### Task directions
State how many lines of the records contain the string "blue". Give the number alone.
=== Section Start ===
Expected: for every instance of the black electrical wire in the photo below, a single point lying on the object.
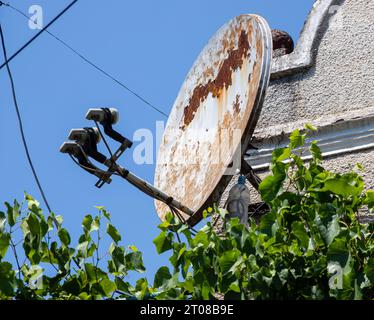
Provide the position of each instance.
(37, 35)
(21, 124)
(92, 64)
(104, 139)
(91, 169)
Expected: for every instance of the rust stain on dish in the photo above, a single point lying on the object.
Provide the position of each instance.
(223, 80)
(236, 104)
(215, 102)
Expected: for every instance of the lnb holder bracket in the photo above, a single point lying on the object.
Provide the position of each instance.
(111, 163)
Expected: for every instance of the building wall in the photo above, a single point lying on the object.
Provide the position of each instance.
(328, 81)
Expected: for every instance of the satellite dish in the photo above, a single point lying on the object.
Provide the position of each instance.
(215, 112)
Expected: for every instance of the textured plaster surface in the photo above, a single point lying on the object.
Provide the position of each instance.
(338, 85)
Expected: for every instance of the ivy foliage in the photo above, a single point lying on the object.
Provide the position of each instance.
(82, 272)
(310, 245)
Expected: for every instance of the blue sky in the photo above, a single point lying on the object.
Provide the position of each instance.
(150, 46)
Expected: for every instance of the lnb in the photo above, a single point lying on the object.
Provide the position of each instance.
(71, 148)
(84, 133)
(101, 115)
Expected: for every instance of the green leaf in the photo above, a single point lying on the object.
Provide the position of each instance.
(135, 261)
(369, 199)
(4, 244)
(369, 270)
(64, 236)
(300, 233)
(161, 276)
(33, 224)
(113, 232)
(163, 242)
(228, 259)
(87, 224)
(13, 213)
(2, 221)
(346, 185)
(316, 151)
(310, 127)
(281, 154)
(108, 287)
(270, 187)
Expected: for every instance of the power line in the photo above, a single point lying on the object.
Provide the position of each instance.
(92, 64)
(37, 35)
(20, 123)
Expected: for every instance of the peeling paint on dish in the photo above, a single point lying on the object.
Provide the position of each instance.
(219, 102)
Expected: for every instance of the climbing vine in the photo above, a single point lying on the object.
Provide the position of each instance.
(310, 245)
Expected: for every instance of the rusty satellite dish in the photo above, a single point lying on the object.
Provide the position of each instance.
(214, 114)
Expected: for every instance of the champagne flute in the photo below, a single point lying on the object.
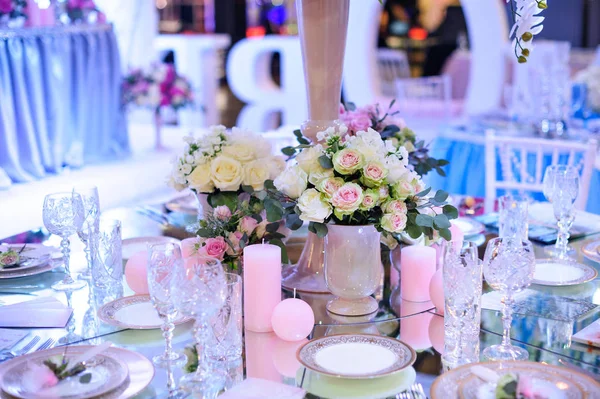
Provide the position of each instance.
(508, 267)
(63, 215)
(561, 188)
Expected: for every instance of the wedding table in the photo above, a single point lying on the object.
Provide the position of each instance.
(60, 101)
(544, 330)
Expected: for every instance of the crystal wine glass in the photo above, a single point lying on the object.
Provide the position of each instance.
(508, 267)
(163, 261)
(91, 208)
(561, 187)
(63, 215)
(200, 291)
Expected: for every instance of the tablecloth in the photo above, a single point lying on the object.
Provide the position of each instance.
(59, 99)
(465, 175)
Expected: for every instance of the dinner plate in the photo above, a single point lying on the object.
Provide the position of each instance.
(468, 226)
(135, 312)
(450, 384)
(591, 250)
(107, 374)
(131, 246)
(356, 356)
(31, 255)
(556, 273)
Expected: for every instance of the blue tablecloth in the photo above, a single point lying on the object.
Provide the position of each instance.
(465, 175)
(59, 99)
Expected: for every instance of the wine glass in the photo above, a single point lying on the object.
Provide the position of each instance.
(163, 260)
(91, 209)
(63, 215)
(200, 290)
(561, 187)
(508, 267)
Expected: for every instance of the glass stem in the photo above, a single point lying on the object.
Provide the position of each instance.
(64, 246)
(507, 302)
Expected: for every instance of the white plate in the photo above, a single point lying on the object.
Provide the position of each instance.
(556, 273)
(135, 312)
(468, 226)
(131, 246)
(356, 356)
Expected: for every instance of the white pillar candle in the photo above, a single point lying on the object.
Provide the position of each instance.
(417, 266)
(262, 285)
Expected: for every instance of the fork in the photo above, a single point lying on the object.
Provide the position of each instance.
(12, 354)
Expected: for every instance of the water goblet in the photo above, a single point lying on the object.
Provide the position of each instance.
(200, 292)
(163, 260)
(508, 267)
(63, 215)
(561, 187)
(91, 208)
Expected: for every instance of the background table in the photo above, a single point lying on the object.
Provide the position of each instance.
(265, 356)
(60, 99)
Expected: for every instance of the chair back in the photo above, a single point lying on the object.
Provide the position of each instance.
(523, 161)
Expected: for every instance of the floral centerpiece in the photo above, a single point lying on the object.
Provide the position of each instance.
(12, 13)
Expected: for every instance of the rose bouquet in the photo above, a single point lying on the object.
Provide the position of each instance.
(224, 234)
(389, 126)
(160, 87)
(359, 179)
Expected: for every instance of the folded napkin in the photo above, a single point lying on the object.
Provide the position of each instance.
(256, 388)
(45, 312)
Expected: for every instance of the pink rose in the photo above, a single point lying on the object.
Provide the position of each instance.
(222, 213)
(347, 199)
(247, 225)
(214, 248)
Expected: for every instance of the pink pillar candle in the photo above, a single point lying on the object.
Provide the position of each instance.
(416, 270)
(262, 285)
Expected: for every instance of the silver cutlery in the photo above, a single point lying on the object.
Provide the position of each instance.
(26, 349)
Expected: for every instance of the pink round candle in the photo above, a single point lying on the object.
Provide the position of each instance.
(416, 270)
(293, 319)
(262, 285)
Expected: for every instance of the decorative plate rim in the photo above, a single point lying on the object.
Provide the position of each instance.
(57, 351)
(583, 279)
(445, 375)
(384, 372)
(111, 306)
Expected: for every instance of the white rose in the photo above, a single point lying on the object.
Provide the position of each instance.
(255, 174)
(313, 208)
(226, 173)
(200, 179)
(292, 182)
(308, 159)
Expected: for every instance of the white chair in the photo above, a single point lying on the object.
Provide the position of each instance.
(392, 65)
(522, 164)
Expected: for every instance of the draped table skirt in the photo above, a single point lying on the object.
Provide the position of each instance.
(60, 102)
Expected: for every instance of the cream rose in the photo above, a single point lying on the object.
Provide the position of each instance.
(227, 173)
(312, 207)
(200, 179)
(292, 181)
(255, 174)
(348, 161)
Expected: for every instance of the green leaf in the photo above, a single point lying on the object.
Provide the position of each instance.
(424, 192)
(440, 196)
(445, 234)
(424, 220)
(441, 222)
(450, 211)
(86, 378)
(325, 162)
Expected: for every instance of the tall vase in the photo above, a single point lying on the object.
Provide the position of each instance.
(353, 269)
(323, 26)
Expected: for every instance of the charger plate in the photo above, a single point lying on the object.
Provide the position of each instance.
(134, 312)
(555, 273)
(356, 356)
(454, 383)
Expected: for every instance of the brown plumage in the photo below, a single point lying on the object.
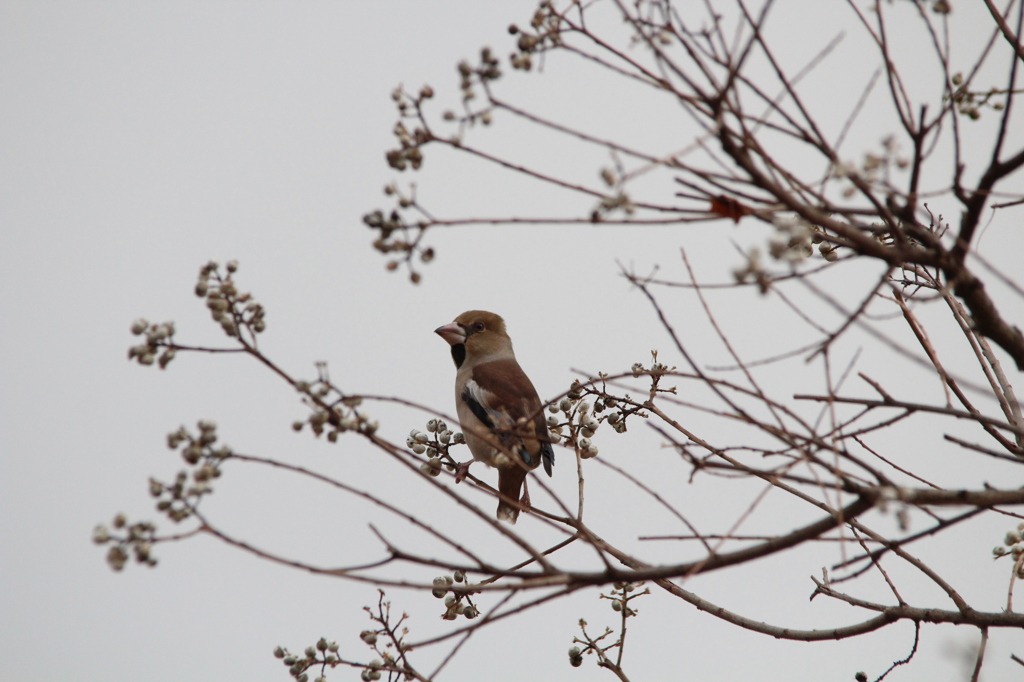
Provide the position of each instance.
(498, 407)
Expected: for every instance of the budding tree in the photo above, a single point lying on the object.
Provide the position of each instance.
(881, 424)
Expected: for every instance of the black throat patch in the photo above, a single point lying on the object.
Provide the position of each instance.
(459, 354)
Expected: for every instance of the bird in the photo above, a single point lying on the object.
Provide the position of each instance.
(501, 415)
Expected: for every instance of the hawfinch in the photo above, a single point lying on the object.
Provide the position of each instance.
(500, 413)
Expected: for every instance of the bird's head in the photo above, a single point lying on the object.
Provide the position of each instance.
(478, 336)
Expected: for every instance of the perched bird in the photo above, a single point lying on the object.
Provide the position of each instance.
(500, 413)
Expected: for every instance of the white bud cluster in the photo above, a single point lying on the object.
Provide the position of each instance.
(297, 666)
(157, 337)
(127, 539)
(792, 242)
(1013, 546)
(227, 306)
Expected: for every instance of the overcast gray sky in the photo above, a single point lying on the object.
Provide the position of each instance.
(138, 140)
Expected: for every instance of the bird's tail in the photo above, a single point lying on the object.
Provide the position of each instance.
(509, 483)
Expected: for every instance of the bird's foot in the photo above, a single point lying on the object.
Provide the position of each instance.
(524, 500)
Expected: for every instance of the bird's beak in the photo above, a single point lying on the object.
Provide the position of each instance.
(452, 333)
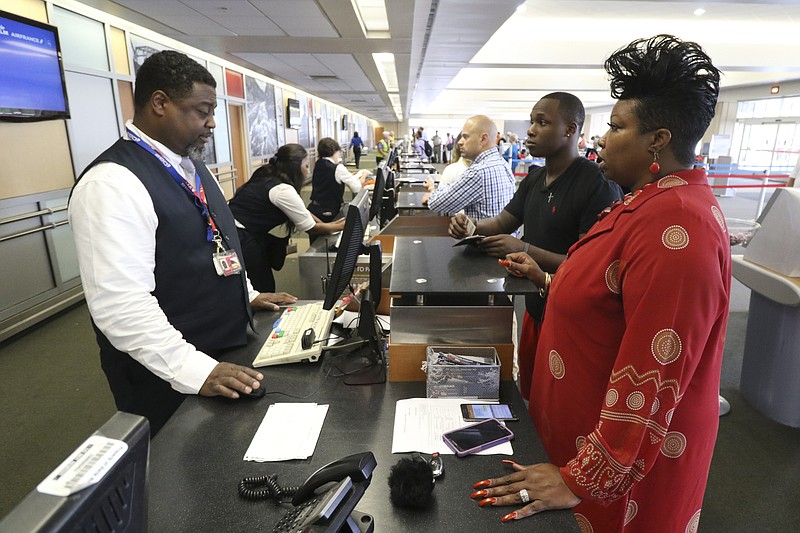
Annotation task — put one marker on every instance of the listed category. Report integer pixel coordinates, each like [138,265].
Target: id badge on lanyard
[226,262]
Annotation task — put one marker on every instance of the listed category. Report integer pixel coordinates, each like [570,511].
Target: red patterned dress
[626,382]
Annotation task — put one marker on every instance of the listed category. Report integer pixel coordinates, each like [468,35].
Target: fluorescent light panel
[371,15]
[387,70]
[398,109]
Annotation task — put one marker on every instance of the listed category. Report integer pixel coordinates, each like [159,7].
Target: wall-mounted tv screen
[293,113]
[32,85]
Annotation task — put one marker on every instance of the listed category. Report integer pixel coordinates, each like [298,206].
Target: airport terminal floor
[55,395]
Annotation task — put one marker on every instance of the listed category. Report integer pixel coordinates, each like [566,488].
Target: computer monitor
=== Section End ===
### Task result
2